| SET TASK A |
Rewrite the part of the passage on Malaysian government spending that opens with the words "But the real" and closes with "it's all gone.", changing "maintenance costs" to "upkeep costs".

Let me first address the question that perhaps persuaded some of you to come here tonight, 'WHERE HAS ALL OUR MONEY GONE?"
Remember the phrase, "gaya mesti ada, mati tidak apa"
The Malaysian government is proud that there will be a Malaysian astronaut next year in conjunction with our country's 50th Merdeka celebrations. For this trip Malaysian taxpayers are paying RM 95 million. Pretty expensive to have the 'gaya' to try some teh tarik or roti canai in space. I am sure some of you are saying let's have teh tarik here and use the RM 95 million to solve our perennial flood problems.
Do Malaysians get any technological transfer or benefits except for PR and publicity and feel good factor for BN? Even PR is limited as going to space is not that unique anymore and does not attract that much international attention as there are even millionaires who can become space tourists.
But the real cost may be higher as this was supposed to be sweetener to get Malaysia to purchase 18 Russian-made Sukhoi SU-30 MKM fighter jets in May 2003 for US$900 million (RM3.42 billion then). Is US$50 million for an untested fighter jet too high? That is why Malaysian Air Force is unique in that pilots must understand English and Russian with two types of planes in service - American and Russian. The logistics and incompatibility has only added on to our maintenance costs.
So throw in the astronaut for RM 95 million which works out a total cost of RM 3.5 billion - that's where our money has gone. For wasteful white elephants projects and corruption that makes many of us worse off and some people very rich - the money it's all gone.

| SET TASK B |
Put each line of the rows, from the line containing "mark: the fallen" through the end of the rows, into a Markdown table with the columns No. and Line, numbering the lines in order and leaving out blank ones.

| Items from a dataset |
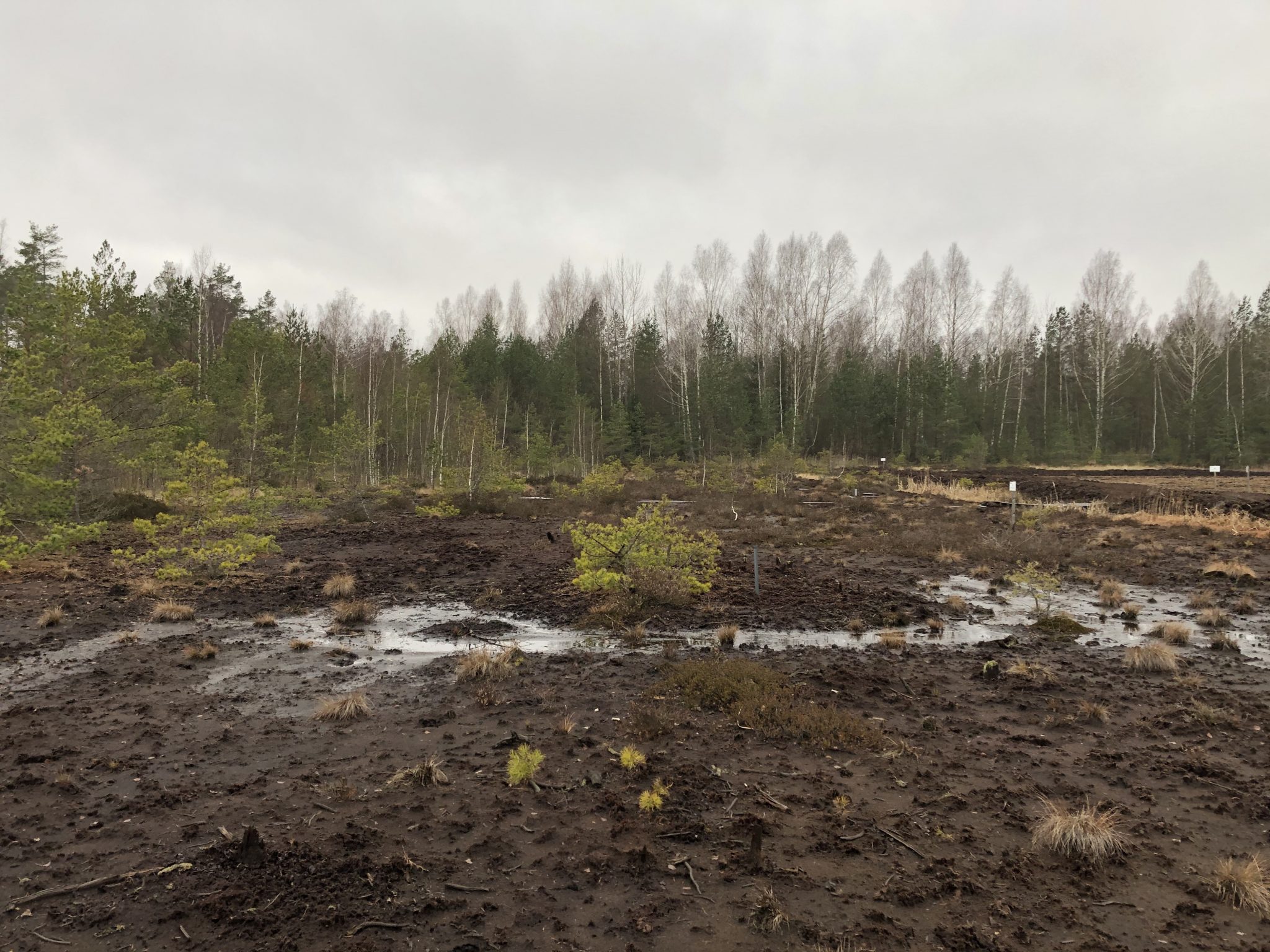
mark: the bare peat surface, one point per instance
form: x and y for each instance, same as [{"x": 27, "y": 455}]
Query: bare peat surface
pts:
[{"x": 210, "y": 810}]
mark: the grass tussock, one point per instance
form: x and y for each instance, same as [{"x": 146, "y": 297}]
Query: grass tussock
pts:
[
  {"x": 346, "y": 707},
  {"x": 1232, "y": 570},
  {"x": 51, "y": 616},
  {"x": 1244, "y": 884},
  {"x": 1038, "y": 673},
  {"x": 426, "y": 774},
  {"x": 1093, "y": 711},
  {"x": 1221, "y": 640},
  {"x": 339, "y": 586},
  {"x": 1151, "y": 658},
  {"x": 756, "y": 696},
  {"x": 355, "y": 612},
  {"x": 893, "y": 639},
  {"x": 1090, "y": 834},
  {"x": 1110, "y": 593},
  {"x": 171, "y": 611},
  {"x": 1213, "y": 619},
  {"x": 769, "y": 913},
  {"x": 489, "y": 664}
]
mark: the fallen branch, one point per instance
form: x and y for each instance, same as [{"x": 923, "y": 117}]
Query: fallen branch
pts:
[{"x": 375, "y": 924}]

| WORKED SOLUTION A |
But the real cost may be higher as this was supposed to be sweetener to get Malaysia to purchase 18 Russian-made Sukhoi SU-30 MKM fighter jets in May 2003 for US$900 million (RM3.42 billion then). Is US$50 million for an untested fighter jet too high? That is why Malaysian Air Force is unique in that pilots must understand English and Russian with two types of planes in service - American and Russian. The logistics and incompatibility has only added on to our upkeep costs.
So throw in the astronaut for RM 95 million which works out a total cost of RM 3.5 billion - that's where our money has gone. For wasteful white elephants projects and corruption that makes many of us worse off and some people very rich - the money it's all gone.

| WORKED SOLUTION B |
| No. | Line |
|---|---|
| 1 | mark: the fallen branch, one point per instance |
| 2 | form: x and y for each instance, same as [{"x": 923, "y": 117}] |
| 3 | Query: fallen branch |
| 4 | pts: |
| 5 | [{"x": 375, "y": 924}] |